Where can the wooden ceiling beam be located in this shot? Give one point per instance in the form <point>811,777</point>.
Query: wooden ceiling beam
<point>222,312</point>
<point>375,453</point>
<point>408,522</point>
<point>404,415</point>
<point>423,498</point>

Goal of the exercise:
Would you please restate all of the entries exactly?

Result of the exercise:
Where can the wooden ceiling beam be located in this shot? Give one point per instance in the form <point>811,777</point>.
Query: wooden ceiling beam
<point>222,312</point>
<point>375,453</point>
<point>408,522</point>
<point>404,415</point>
<point>423,498</point>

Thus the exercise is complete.